- Given information
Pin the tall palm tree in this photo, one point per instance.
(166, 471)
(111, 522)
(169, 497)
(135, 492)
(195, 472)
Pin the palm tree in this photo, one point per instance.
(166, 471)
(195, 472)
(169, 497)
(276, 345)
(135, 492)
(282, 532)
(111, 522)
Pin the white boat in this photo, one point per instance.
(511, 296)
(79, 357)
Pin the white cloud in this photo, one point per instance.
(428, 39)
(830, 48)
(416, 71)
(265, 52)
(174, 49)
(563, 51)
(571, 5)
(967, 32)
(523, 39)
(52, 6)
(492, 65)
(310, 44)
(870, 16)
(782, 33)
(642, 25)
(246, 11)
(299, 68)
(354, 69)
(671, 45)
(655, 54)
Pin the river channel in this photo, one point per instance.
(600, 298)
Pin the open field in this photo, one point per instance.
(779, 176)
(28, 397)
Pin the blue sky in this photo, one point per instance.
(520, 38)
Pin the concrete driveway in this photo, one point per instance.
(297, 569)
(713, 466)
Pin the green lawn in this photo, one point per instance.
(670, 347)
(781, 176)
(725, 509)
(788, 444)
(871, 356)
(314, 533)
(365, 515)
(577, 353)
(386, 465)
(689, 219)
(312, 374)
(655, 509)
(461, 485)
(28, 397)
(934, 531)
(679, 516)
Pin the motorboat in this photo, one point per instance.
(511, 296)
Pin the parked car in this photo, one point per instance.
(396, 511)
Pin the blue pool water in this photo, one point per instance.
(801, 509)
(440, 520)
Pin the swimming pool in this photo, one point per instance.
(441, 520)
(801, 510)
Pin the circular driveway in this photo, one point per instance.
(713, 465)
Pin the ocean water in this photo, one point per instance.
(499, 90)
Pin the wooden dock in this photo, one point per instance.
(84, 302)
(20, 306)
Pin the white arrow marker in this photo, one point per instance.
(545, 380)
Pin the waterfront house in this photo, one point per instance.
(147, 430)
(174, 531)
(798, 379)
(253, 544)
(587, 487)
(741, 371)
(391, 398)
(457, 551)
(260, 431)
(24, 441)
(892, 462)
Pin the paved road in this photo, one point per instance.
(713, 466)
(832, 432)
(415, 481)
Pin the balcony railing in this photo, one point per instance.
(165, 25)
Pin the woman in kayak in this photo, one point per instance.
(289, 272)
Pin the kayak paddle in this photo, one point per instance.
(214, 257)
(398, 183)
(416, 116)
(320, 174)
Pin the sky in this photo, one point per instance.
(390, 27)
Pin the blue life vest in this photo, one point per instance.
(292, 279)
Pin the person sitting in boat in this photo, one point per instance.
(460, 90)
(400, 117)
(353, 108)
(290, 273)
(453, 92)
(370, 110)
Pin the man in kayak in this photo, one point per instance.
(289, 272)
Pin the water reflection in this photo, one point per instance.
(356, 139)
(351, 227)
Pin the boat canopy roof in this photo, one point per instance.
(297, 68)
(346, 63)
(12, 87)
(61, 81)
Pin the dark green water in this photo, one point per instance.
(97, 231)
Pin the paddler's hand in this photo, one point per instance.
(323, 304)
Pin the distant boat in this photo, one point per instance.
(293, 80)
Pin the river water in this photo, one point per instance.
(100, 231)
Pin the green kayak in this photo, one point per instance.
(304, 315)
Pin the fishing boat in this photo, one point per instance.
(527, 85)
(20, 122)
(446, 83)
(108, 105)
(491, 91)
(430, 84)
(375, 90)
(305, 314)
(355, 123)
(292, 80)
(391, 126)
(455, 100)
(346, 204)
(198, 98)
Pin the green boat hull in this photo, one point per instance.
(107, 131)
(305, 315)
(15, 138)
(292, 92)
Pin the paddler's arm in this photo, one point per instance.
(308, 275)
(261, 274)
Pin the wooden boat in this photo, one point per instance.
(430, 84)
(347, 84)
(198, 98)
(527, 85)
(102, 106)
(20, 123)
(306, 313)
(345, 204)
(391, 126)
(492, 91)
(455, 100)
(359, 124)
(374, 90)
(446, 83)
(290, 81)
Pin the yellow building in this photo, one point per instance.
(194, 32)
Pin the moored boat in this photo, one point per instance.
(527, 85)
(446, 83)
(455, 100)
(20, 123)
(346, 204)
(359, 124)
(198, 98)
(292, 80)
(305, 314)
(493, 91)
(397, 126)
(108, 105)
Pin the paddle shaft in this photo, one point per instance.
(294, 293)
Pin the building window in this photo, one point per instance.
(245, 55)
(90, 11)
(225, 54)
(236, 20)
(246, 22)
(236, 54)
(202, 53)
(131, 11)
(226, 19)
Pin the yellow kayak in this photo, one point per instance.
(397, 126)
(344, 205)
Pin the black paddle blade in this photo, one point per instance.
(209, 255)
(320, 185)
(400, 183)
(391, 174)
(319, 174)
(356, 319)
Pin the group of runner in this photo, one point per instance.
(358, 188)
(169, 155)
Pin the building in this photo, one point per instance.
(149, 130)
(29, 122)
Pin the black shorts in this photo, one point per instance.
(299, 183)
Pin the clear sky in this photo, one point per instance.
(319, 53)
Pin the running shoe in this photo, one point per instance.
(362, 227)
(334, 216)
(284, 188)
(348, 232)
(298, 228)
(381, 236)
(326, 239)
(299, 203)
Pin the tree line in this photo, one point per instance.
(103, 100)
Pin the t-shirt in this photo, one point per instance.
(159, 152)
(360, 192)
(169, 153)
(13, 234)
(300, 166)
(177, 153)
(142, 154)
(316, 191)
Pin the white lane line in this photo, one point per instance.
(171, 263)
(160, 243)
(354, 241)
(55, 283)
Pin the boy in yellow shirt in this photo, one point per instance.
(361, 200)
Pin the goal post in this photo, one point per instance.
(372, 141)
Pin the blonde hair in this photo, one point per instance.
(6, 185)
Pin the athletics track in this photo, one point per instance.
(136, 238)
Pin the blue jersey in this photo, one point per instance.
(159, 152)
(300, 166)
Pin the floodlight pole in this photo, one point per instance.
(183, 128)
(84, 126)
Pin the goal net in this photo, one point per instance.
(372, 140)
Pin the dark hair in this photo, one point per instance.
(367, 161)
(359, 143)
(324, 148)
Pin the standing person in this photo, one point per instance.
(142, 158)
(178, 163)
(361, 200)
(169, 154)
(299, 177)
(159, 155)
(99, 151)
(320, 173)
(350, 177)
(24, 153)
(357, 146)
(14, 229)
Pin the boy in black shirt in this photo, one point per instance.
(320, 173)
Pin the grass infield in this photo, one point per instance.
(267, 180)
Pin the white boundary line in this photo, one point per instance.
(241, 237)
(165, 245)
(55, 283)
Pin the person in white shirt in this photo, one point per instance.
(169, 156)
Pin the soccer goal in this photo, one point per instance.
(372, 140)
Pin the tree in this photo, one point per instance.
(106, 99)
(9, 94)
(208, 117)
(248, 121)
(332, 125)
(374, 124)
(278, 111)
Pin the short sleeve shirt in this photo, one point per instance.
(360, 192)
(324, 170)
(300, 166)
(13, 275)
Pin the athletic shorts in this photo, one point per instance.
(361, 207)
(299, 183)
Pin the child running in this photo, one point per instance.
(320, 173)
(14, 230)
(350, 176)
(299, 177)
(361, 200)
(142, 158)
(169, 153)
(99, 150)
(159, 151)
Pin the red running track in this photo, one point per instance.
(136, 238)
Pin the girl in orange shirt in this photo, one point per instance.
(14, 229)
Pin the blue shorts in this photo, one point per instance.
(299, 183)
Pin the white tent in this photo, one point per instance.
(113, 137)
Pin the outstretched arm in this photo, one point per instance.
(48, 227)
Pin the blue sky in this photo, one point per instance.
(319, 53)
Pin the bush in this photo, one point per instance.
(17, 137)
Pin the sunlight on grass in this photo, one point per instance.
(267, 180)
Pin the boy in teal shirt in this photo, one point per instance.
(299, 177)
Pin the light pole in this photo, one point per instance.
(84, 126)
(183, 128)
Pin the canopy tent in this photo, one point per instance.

- Exercise instructions
Reproduce the complete data exactly as presented above.

- Result
Pin the tall palm tree in this photo, one point per instance.
(166, 471)
(111, 522)
(169, 497)
(135, 492)
(195, 472)
Pin the palm tree in this photo, one point per instance.
(166, 471)
(195, 472)
(169, 497)
(276, 345)
(135, 492)
(282, 532)
(111, 522)
Pin the white boat in this photo, one point per instance.
(511, 296)
(79, 357)
Pin the white cloud in this photo, one point per instance.
(428, 39)
(830, 48)
(416, 71)
(265, 52)
(174, 49)
(563, 51)
(571, 5)
(967, 32)
(523, 39)
(52, 6)
(492, 65)
(310, 44)
(870, 16)
(782, 33)
(642, 25)
(246, 11)
(299, 68)
(354, 69)
(671, 45)
(655, 54)
Pin the river channel in this photo, one point per instance.
(600, 298)
Pin the open field in this photo, one point per instance.
(779, 176)
(28, 397)
Pin the blue sky in this photo, one point per instance.
(520, 38)
Pin the concrete driveway in this photo, one point per instance.
(297, 569)
(713, 466)
Pin the green lawn in this photo, one point per instance.
(670, 347)
(781, 176)
(725, 509)
(788, 444)
(871, 356)
(314, 533)
(365, 515)
(577, 353)
(386, 465)
(689, 219)
(312, 374)
(655, 509)
(461, 485)
(28, 397)
(934, 531)
(679, 516)
Pin the motorboat in this photo, one point per instance.
(511, 296)
Pin the parked car in this photo, one point per instance.
(396, 511)
Pin the blue pool water in this photo, one point per instance.
(801, 509)
(440, 520)
Pin the swimming pool in this photo, one point per instance.
(441, 520)
(801, 510)
Pin the circular driveway in this photo, one point per instance.
(713, 465)
Pin the ocean water in this photo, one point per instance.
(499, 90)
Pin the wooden dock in this photo, one point per instance.
(84, 302)
(20, 306)
Pin the white arrow marker in this photo, one point per instance.
(545, 380)
Pin the waterfront house in this photo, one point per instance.
(147, 430)
(174, 531)
(798, 379)
(253, 544)
(587, 487)
(741, 371)
(391, 398)
(457, 551)
(260, 431)
(24, 441)
(892, 462)
Pin the paved road in this photo, one point per instance.
(713, 466)
(832, 432)
(415, 481)
Pin the balcony railing in this photo, one point per instance.
(165, 25)
Pin the woman in kayak in this photo, one point per instance.
(289, 272)
Pin the kayak paddle in this photo, one point per instance.
(214, 257)
(398, 183)
(416, 116)
(320, 174)
Pin the sky in this photo, one point per instance.
(390, 27)
Pin the blue life vest in this photo, one point per instance.
(292, 279)
Pin the person sitting in boat in this photo, one point per instance.
(460, 90)
(400, 117)
(353, 108)
(290, 273)
(453, 92)
(370, 110)
Pin the man in kayak in this photo, one point per instance.
(289, 272)
Pin the water reflection in this photo, one point per instance.
(356, 139)
(351, 227)
Pin the boat canopy roof in this photo, one point per instance.
(297, 68)
(346, 63)
(12, 87)
(61, 81)
Pin the dark green water in this photo, one point per instance.
(97, 231)
Pin the paddler's hand in this photo, one point per instance.
(323, 304)
Pin the distant boat in this photo, one point per instance.
(293, 80)
Pin the river water in this photo, one point per instance.
(100, 231)
Pin the green kayak in this photo, one point per instance.
(304, 315)
Pin the fishing boat in this photo, one point per instance.
(527, 85)
(20, 122)
(446, 83)
(108, 105)
(491, 91)
(430, 84)
(375, 90)
(305, 314)
(355, 123)
(292, 80)
(391, 126)
(455, 100)
(346, 204)
(198, 98)
Pin the green boat hull in this photo, one point per instance.
(107, 131)
(305, 315)
(15, 138)
(292, 92)
Pin the paddler's arm in this photo, one point per instance.
(308, 275)
(261, 274)
Pin the wooden boat in this photo, one point per instance.
(430, 84)
(347, 84)
(198, 98)
(527, 85)
(102, 106)
(20, 123)
(306, 313)
(345, 204)
(391, 126)
(492, 91)
(455, 100)
(359, 124)
(374, 90)
(446, 83)
(290, 81)
Pin the yellow building in this photo, one point per instance.
(194, 32)
Pin the moored boat in this photo, one point per instance.
(527, 85)
(446, 83)
(455, 100)
(20, 123)
(346, 204)
(359, 124)
(198, 98)
(292, 80)
(305, 314)
(493, 91)
(397, 126)
(108, 105)
Pin the paddle shaft in this photo, one point per instance.
(294, 293)
Pin the building window in this photo, one point per instance.
(245, 55)
(90, 11)
(225, 54)
(236, 20)
(246, 22)
(236, 54)
(202, 53)
(131, 11)
(226, 19)
Pin the yellow kayak in this photo, one point per instance.
(397, 126)
(344, 205)
Pin the black paddle blade in this photo, one point per instance.
(209, 255)
(320, 185)
(400, 183)
(391, 174)
(319, 174)
(356, 319)
Pin the group of runner in this photo, one point per instance.
(358, 188)
(169, 155)
Pin the building in this photo, one point per instance.
(149, 130)
(29, 122)
Pin the black shorts in this photo, one point per instance.
(299, 183)
Pin the clear sky in this photo, one point per instance.
(319, 53)
Pin the running shoe in this photo, one point per instance.
(362, 227)
(334, 216)
(284, 188)
(348, 232)
(298, 228)
(381, 236)
(326, 239)
(299, 203)
Pin the tree line in this photo, one point per instance.
(103, 100)
Pin the t-shirt in this photo, one point per instance.
(159, 152)
(360, 192)
(169, 153)
(13, 234)
(300, 166)
(177, 153)
(142, 154)
(316, 191)
Pin the white lane line in this photo, one point per instance.
(171, 263)
(160, 243)
(354, 241)
(55, 283)
Pin the boy in yellow shirt in this photo, one point per instance.
(361, 200)
Pin the goal post in this photo, one point per instance.
(372, 141)
Pin the blonde hair in this photo, one point per instance.
(6, 185)
Pin the athletics track in this photo, one point per instance.
(136, 238)
Pin the blue jersey in this photo, one point per instance.
(159, 152)
(300, 166)
Pin the floodlight pole in this photo, one point per instance.
(183, 128)
(84, 126)
Pin the goal net in this photo, one point per instance.
(372, 140)
Pin the dark hair in this photo, one point per instance.
(367, 161)
(359, 143)
(324, 148)
Pin the standing person in this photo, one point per instance.
(142, 158)
(178, 163)
(361, 200)
(169, 154)
(299, 177)
(159, 155)
(99, 151)
(320, 173)
(350, 177)
(24, 153)
(357, 146)
(14, 229)
Pin the boy in black shirt in this photo, one point per instance.
(320, 173)
Pin the grass infield in this photo, one point per instance.
(267, 180)
Pin the white boundary line in this photo, one point per instance.
(241, 237)
(165, 245)
(55, 283)
Pin the person in white shirt in this photo, one point per instance.
(169, 156)
Pin the soccer goal in this photo, one point per instance.
(372, 140)
Pin the tree in this photo, one point per instance.
(106, 99)
(9, 94)
(208, 117)
(248, 121)
(332, 125)
(374, 124)
(278, 111)
Pin the short sleeve shirt in this photo, one point per instance.
(360, 192)
(324, 170)
(300, 166)
(13, 275)
Pin the athletic shorts in this photo, one point per instance.
(361, 207)
(299, 183)
Pin the child running in this photo, one point per instance.
(320, 173)
(14, 230)
(350, 176)
(299, 177)
(361, 200)
(142, 158)
(169, 153)
(99, 150)
(159, 151)
Pin the red running track in this photo, one point per instance.
(136, 238)
Pin the girl in orange shirt in this photo, one point per instance.
(14, 229)
Pin the blue shorts in this photo, one point per instance.
(299, 183)
Pin the white tent in this photo, one point per instance.
(113, 137)
Pin the outstretched arm in this photo, one point per instance.
(48, 227)
Pin the blue sky in this photo, one point per instance.
(319, 53)
Pin the bush in this photo, one point per instance.
(17, 137)
Pin the sunlight on grass in this photo, one point per instance.
(267, 180)
Pin the boy in teal shirt in this photo, one point per instance.
(299, 177)
Pin the light pole in this photo, one point per instance.
(84, 126)
(183, 128)
Pin the canopy tent in this photo, one point per instance.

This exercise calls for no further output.